Dataset records
..............................

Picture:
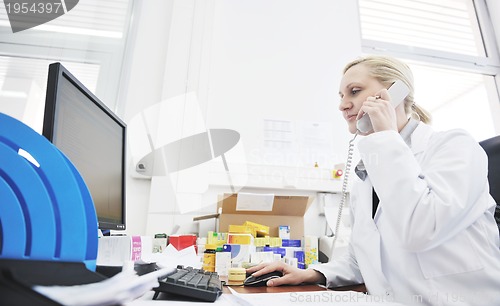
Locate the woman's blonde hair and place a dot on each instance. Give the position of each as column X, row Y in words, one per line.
column 387, row 70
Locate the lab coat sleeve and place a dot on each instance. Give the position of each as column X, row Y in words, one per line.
column 343, row 271
column 430, row 200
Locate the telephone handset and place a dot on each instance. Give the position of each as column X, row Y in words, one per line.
column 398, row 92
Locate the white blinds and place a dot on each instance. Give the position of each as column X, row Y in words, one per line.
column 445, row 25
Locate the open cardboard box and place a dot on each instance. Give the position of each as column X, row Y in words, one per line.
column 287, row 210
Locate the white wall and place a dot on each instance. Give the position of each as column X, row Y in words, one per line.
column 245, row 61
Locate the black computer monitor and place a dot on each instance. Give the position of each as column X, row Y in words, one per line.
column 93, row 138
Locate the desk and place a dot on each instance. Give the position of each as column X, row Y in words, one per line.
column 301, row 288
column 228, row 299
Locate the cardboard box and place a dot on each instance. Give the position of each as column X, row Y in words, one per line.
column 286, row 210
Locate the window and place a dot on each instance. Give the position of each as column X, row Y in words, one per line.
column 89, row 40
column 451, row 49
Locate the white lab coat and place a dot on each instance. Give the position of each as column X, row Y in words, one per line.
column 433, row 240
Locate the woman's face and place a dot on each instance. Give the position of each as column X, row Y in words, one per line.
column 356, row 85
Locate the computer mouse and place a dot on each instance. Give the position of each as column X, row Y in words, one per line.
column 259, row 281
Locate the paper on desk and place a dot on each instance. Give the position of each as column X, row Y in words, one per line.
column 341, row 298
column 255, row 202
column 123, row 287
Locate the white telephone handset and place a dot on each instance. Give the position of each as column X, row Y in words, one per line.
column 398, row 92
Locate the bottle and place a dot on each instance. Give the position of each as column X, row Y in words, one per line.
column 209, row 258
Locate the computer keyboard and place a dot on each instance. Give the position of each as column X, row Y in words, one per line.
column 192, row 283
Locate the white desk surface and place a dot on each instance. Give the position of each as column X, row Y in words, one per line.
column 338, row 298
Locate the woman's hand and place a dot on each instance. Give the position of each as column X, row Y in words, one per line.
column 291, row 275
column 382, row 113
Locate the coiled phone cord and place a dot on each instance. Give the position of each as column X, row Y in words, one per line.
column 345, row 182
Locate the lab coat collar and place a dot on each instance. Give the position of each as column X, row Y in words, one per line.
column 408, row 135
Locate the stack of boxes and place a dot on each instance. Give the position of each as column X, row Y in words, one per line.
column 248, row 237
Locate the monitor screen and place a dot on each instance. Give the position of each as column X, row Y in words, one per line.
column 93, row 138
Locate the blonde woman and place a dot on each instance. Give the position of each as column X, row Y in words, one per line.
column 423, row 230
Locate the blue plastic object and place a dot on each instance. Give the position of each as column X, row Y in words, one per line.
column 46, row 212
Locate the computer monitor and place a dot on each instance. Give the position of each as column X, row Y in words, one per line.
column 93, row 138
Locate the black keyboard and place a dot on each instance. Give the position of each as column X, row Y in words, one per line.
column 192, row 283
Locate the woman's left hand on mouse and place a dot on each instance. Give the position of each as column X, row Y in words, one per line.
column 291, row 275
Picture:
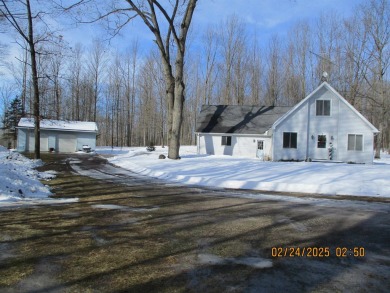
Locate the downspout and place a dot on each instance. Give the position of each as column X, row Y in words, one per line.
column 198, row 143
column 308, row 131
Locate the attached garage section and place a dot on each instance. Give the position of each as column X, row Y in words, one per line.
column 66, row 143
column 44, row 142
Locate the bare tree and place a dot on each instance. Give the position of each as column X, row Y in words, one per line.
column 377, row 24
column 20, row 16
column 95, row 65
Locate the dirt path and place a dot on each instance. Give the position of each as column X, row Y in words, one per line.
column 130, row 233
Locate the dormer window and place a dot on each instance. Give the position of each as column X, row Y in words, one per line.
column 323, row 108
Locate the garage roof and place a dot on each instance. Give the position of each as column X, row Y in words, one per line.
column 82, row 126
column 238, row 119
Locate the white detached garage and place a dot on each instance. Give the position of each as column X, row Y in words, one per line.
column 56, row 135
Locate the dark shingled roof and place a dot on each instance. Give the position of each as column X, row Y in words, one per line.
column 238, row 119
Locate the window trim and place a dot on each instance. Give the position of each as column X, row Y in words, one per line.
column 290, row 141
column 354, row 142
column 322, row 142
column 323, row 108
column 226, row 140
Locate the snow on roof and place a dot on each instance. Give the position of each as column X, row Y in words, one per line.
column 59, row 125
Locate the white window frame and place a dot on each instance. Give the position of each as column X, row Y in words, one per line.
column 225, row 139
column 354, row 143
column 290, row 140
column 330, row 108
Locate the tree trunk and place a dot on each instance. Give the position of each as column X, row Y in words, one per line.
column 37, row 153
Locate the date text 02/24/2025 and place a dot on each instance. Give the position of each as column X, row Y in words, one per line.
column 318, row 251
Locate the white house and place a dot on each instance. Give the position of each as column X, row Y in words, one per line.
column 323, row 126
column 56, row 135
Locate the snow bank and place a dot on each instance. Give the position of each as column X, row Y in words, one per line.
column 243, row 173
column 19, row 181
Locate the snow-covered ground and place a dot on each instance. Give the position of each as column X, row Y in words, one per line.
column 20, row 182
column 243, row 173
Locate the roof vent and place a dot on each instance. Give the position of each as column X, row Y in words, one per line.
column 324, row 76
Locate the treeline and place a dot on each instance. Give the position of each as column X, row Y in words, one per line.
column 226, row 64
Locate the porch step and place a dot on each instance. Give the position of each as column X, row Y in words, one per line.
column 326, row 161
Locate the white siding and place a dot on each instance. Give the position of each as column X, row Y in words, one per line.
column 241, row 146
column 66, row 142
column 343, row 120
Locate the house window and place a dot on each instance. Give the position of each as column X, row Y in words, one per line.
column 321, row 142
column 355, row 142
column 323, row 108
column 290, row 140
column 226, row 140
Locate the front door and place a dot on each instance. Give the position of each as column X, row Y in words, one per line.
column 321, row 149
column 260, row 149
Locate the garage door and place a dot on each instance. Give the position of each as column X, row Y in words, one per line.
column 66, row 143
column 44, row 142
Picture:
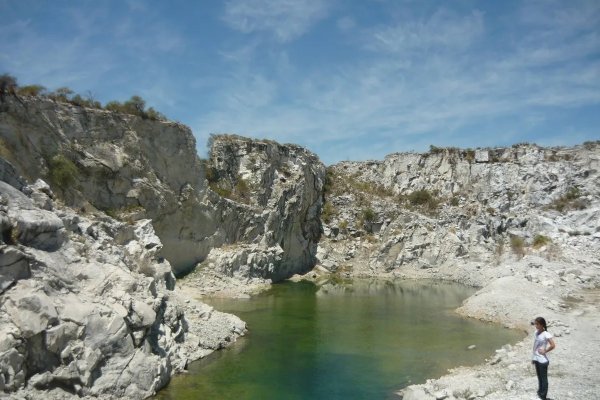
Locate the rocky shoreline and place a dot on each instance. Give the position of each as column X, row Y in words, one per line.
column 114, row 206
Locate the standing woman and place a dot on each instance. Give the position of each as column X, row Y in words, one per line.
column 543, row 343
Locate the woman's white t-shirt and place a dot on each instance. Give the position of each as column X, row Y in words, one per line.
column 540, row 342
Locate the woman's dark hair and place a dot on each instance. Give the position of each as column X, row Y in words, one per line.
column 542, row 322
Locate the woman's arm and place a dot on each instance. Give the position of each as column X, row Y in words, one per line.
column 551, row 346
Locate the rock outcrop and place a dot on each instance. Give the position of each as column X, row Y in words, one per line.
column 88, row 308
column 133, row 168
column 449, row 207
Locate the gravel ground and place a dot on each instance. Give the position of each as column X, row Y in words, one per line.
column 538, row 288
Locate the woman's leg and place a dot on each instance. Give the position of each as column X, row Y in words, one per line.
column 542, row 373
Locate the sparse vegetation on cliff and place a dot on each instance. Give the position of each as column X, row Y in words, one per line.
column 571, row 200
column 134, row 106
column 62, row 171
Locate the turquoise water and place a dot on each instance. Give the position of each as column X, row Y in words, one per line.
column 360, row 340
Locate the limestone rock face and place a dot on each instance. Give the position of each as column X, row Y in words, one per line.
column 136, row 169
column 281, row 187
column 88, row 307
column 449, row 207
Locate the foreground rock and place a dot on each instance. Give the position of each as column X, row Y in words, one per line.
column 87, row 308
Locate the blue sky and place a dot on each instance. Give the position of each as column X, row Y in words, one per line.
column 348, row 79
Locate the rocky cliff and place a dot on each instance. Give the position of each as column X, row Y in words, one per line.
column 132, row 168
column 87, row 307
column 88, row 300
column 436, row 211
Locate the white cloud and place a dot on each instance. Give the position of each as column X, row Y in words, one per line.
column 286, row 19
column 346, row 24
column 443, row 29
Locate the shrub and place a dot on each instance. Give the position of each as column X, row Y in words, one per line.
column 63, row 172
column 328, row 212
column 8, row 83
column 517, row 244
column 31, row 90
column 368, row 215
column 420, row 197
column 61, row 94
column 540, row 240
column 569, row 200
column 469, row 155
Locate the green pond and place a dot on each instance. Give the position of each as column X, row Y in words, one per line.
column 354, row 340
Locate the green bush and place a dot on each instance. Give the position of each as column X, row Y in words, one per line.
column 540, row 240
column 569, row 201
column 368, row 215
column 31, row 90
column 328, row 212
column 517, row 244
column 62, row 171
column 420, row 197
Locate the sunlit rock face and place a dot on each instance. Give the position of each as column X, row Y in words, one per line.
column 133, row 168
column 87, row 305
column 280, row 188
column 453, row 206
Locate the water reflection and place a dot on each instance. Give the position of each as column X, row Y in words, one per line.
column 351, row 340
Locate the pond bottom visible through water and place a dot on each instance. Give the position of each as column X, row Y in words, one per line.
column 357, row 340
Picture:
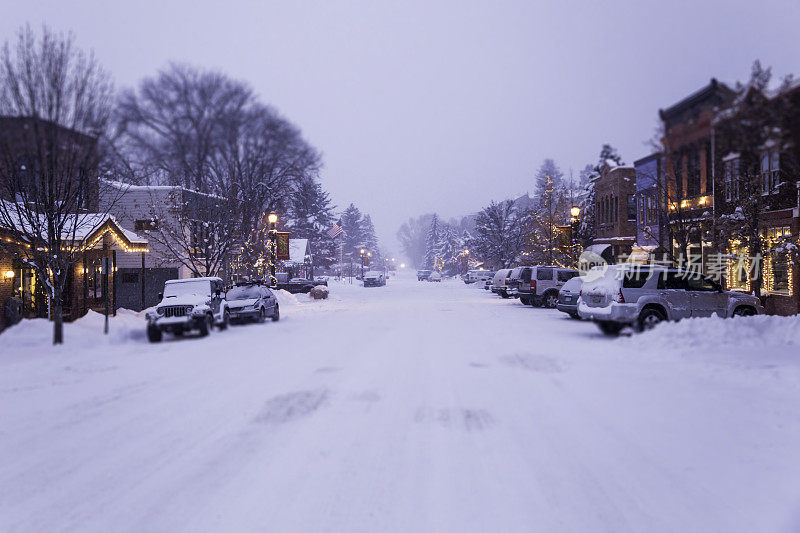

..............................

**The problem:** Restate, exactly as they appear, the line with "Locate the water" and all the lines after it up to the end of the data above; images do not belong in the copy.

**Solution to this problem:**
Locate the water reflection and place a dot on each instance. Give the position of each as column X, row Y in words, one per line.
column 351, row 340
Locate the pond bottom visible through water and place a dot on each instance. Give the position of each as column X, row Y in words, one per line.
column 357, row 340
Picture:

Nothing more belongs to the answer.